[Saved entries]
━━━━━━━━━━━━━━━━

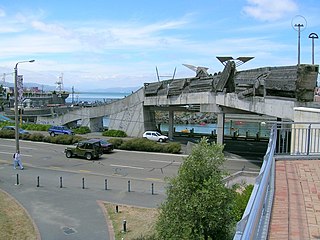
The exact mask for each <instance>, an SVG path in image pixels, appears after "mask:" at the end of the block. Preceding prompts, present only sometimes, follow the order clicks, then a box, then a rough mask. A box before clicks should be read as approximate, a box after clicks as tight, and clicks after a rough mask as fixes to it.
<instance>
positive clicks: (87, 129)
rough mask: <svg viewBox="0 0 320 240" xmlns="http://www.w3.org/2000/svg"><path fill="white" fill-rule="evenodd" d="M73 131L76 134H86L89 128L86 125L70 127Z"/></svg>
mask: <svg viewBox="0 0 320 240" xmlns="http://www.w3.org/2000/svg"><path fill="white" fill-rule="evenodd" d="M72 130H73V131H74V133H76V134H86V133H90V132H91V131H90V128H89V127H86V126H81V127H79V128H74V129H72Z"/></svg>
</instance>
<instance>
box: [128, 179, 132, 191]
mask: <svg viewBox="0 0 320 240" xmlns="http://www.w3.org/2000/svg"><path fill="white" fill-rule="evenodd" d="M130 190H131V189H130V180H129V181H128V192H130Z"/></svg>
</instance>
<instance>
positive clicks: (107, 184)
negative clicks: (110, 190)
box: [104, 179, 108, 190]
mask: <svg viewBox="0 0 320 240" xmlns="http://www.w3.org/2000/svg"><path fill="white" fill-rule="evenodd" d="M104 190H108V179H105V180H104Z"/></svg>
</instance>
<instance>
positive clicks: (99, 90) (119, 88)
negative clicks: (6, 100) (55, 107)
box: [4, 82, 140, 93]
mask: <svg viewBox="0 0 320 240" xmlns="http://www.w3.org/2000/svg"><path fill="white" fill-rule="evenodd" d="M23 86H24V87H25V88H31V87H37V88H38V89H40V90H43V91H54V90H57V88H56V86H51V85H44V84H38V83H24V84H23ZM4 87H14V86H13V83H10V82H5V84H4ZM139 88H140V87H125V88H122V87H119V88H105V89H101V88H100V89H88V91H86V92H115V93H130V92H132V91H136V90H138V89H139ZM64 90H65V91H68V92H72V88H69V87H67V88H66V87H65V88H64ZM74 90H75V91H76V92H77V89H76V88H75V89H74ZM78 92H84V91H78Z"/></svg>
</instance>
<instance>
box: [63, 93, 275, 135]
mask: <svg viewBox="0 0 320 240" xmlns="http://www.w3.org/2000/svg"><path fill="white" fill-rule="evenodd" d="M129 94H130V93H124V92H78V93H75V94H73V98H72V94H70V96H69V97H68V98H67V99H66V101H67V102H69V103H72V102H74V103H79V102H87V103H95V102H108V101H110V100H115V99H121V98H124V97H126V96H128V95H129ZM72 100H73V101H72ZM108 125H109V118H108V117H107V116H106V117H104V118H103V126H104V127H108ZM174 129H175V131H176V132H181V131H194V133H204V134H211V133H214V132H216V131H217V124H215V123H207V124H175V125H174ZM160 130H161V131H165V132H166V131H168V124H167V123H162V124H160ZM234 132H236V133H237V134H238V135H240V136H245V135H246V134H248V135H249V136H256V134H257V133H258V134H259V136H260V137H268V136H269V132H270V129H269V126H268V125H267V124H265V123H264V122H261V121H256V122H255V121H243V120H241V121H238V120H228V119H226V122H225V134H226V135H233V134H234Z"/></svg>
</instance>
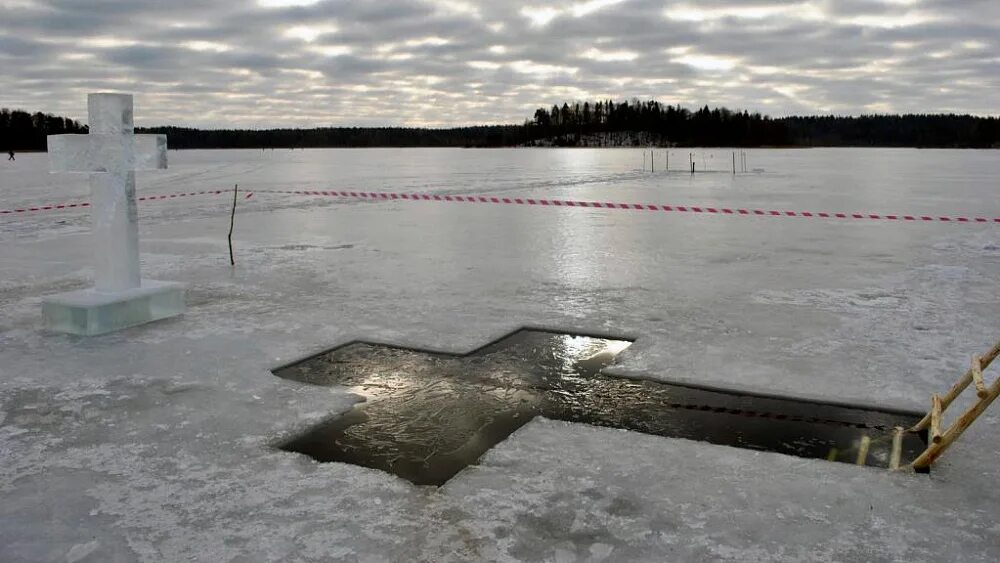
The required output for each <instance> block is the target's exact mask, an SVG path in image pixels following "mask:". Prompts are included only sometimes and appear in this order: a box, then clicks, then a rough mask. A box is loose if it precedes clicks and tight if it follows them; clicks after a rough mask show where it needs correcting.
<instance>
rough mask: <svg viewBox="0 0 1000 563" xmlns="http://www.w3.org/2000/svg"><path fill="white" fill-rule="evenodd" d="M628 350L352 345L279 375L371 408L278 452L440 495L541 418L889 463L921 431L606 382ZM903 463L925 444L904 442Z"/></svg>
mask: <svg viewBox="0 0 1000 563" xmlns="http://www.w3.org/2000/svg"><path fill="white" fill-rule="evenodd" d="M630 344H631V342H629V341H625V340H610V339H605V338H592V337H587V336H574V335H568V334H557V333H552V332H544V331H537V330H522V331H518V332H516V333H514V334H512V335H510V336H508V337H506V338H504V339H502V340H500V341H498V342H495V343H493V344H490V345H488V346H485V347H483V348H481V349H479V350H477V351H476V352H473V353H471V354H468V355H465V356H453V355H449V354H440V353H434V352H424V351H418V350H411V349H404V348H396V347H390V346H382V345H374V344H367V343H353V344H348V345H346V346H343V347H341V348H337V349H335V350H332V351H329V352H325V353H323V354H320V355H317V356H313V357H311V358H308V359H306V360H303V361H301V362H298V363H296V364H293V365H290V366H287V367H283V368H280V369H278V370H275V374H276V375H278V376H279V377H283V378H285V379H290V380H294V381H300V382H305V383H310V384H314V385H324V386H333V385H342V386H346V387H348V388H350V390H351V391H352V392H354V393H357V394H359V395H362V396H364V397H365V398H366V399H367V400H366V402H364V403H360V404H358V405H357V406H355V407H354V408H353V409H352V410H350V411H348V412H347V413H345V414H344V415H342V416H340V417H337V418H335V419H333V420H330V421H328V422H325V423H322V424H320V425H318V426H316V427H315V428H313V429H311V430H309V431H307V432H306V433H305V434H303V435H301V436H299V437H296V438H294V439H292V440H291V441H289V442H287V443H285V444H283V445H282V446H281V448H282V449H284V450H287V451H293V452H299V453H303V454H306V455H309V456H311V457H312V458H314V459H316V460H318V461H323V462H326V461H339V462H345V463H353V464H356V465H362V466H365V467H371V468H374V469H380V470H383V471H387V472H389V473H393V474H395V475H398V476H400V477H402V478H404V479H407V480H409V481H411V482H413V483H415V484H418V485H441V484H443V483H444V482H446V481H447V480H448V479H450V478H451V477H452V476H454V475H455V474H456V473H458V472H459V471H461V470H462V468H464V467H466V466H468V465H470V464H474V463H475V462H476V460H478V459H479V457H480V456H481V455H482V454H483V453H485V452H486V451H487V450H489V449H490V448H492V447H493V446H494V445H495V444H497V443H498V442H500V441H502V440H503V439H504V438H506V437H507V436H509V435H510V434H511V433H512V432H513V431H514V430H516V429H518V428H519V427H520V426H522V425H523V424H525V423H526V422H528V421H529V420H531V419H532V418H533V417H535V416H537V415H541V416H544V417H546V418H551V419H557V420H567V421H573V422H584V423H588V424H594V425H598V426H608V427H612V428H623V429H628V430H635V431H637V432H644V433H647V434H655V435H659V436H670V437H678V438H688V439H692V440H703V441H707V442H711V443H714V444H724V445H728V446H736V447H740V448H749V449H754V450H767V451H773V452H780V453H785V454H791V455H796V456H801V457H814V458H822V459H831V460H835V461H844V462H849V463H854V462H855V460H856V456H857V449H858V444H859V443H860V441H861V438H862V437H863V436H868V437H870V438H871V439H872V444H871V446H870V450H869V452H870V453H869V454H868V457H867V463H868V465H876V466H882V467H885V466H887V465H888V460H889V452H890V447H891V435H892V429H893V427H894V426H903V427H908V426H910V425H912V424H914V423H915V422H916V421H917V419H916V418H913V417H908V416H905V415H898V414H892V413H886V412H877V411H870V410H863V409H855V408H845V407H840V406H834V405H826V404H818V403H807V402H798V401H791V400H783V399H771V398H761V397H753V396H747V395H739V394H734V393H724V392H714V391H706V390H700V389H693V388H688V387H682V386H676V385H667V384H663V383H656V382H652V381H642V380H633V379H625V378H620V377H611V376H607V375H603V374H601V370H602V369H604V368H605V367H606V366H608V365H610V364H611V363H612V362H613V361H614V359H615V357H616V356H617V355H618V354H619V353H620V352H621V351H622V350H624V349H626V348H627V347H628V346H629V345H630ZM903 446H904V447H903V457H904V460H907V459H908V460H912V459H914V458H915V457H916V456H917V455H918V454H919V452H920V451H922V450H923V448H924V445H923V444H922V443H921V441H920V439H919V438H917V437H915V436H909V435H908V436H907V438H906V439H905V441H904V444H903Z"/></svg>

━━━━━━━━━━━━━━━━

### WHAT THE TASK REQUIRES
Please give everything from the start of the material down to the line containing "131L76 134H86L89 128L86" as a numbered list, skipping blank lines and leaving out the pictures.

### OUTPUT FOR THIS EXERCISE
1. The exact mask for each <instance>, an SVG path in image pixels, appears after "mask:" at the end of the block. Preceding prompts, present only sometimes, follow the order clicks, then a box, then a rough mask. A box before clicks should be read as approximate, a box after clicks as tight, and clicks after a rough mask as fixes to it.
2. <instance>
3. positive clicks: (87, 129)
4. rough mask: <svg viewBox="0 0 320 240" xmlns="http://www.w3.org/2000/svg"><path fill="white" fill-rule="evenodd" d="M73 131L76 134H86L89 128L86 125L70 127Z"/></svg>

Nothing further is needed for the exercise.